[Exemplos de detecção]
########################################

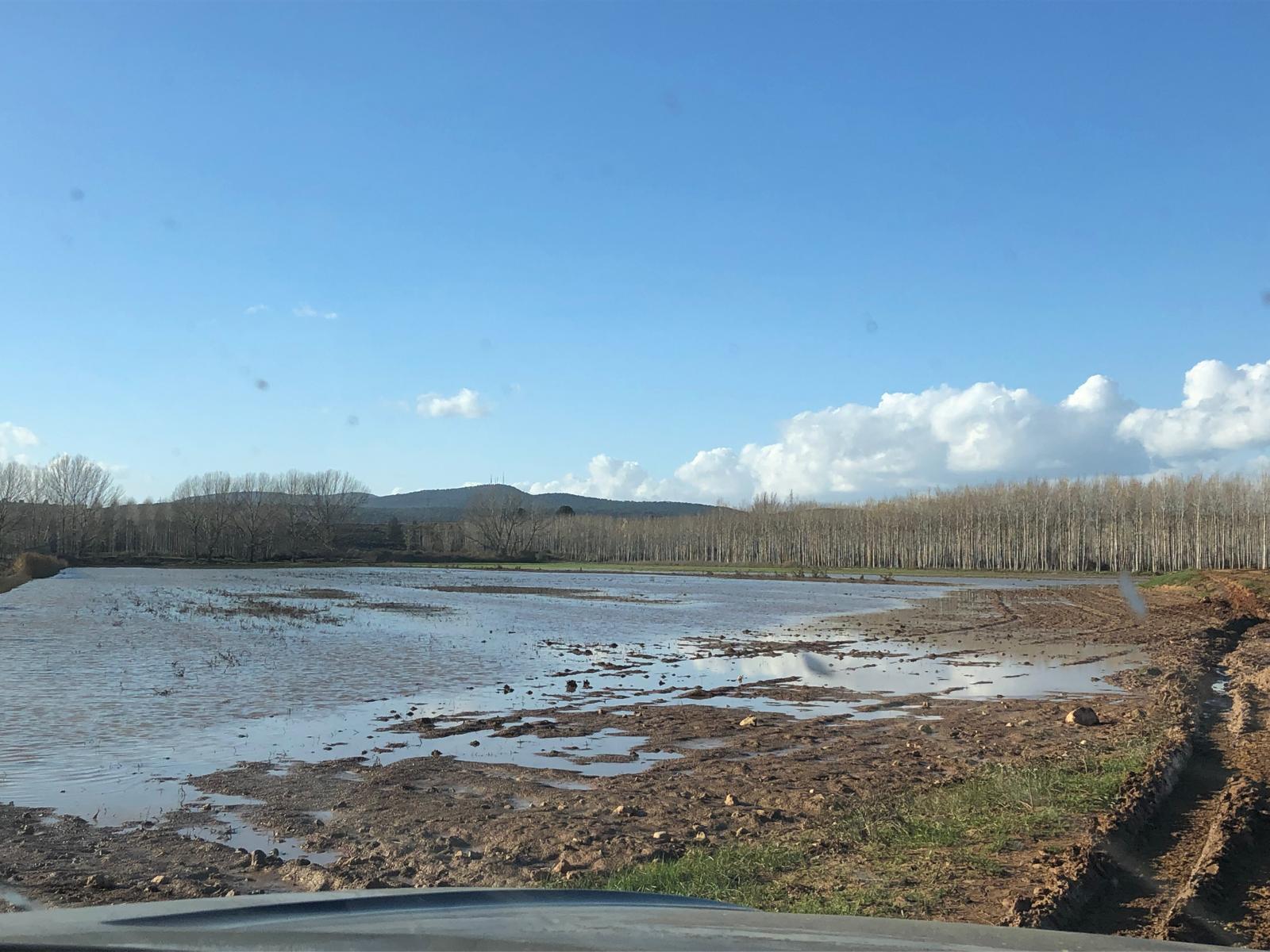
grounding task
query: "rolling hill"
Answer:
[358,484,718,523]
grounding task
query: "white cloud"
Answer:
[522,360,1270,503]
[519,453,675,499]
[414,387,489,419]
[1119,360,1270,459]
[0,421,40,463]
[291,305,339,321]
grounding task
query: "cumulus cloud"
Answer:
[1119,360,1270,459]
[525,453,675,499]
[527,360,1270,503]
[291,305,339,321]
[0,421,40,463]
[415,387,489,419]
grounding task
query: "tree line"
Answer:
[0,455,1270,573]
[0,455,368,561]
[551,472,1270,573]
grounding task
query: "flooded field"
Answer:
[0,569,1141,825]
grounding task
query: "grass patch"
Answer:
[838,741,1152,868]
[566,739,1154,916]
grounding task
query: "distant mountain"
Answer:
[358,484,718,523]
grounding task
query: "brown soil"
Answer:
[1008,578,1270,947]
[7,574,1270,943]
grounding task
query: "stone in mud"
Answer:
[1063,706,1101,727]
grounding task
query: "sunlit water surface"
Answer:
[0,569,1141,836]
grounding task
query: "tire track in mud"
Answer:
[1011,616,1270,946]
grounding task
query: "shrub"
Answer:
[13,552,66,579]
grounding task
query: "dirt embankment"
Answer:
[0,574,1270,942]
[1007,576,1270,947]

########################################

Conte quantas das linhas acima contêm a palavra "cloud" e informe apenas o número.

# Resposta
2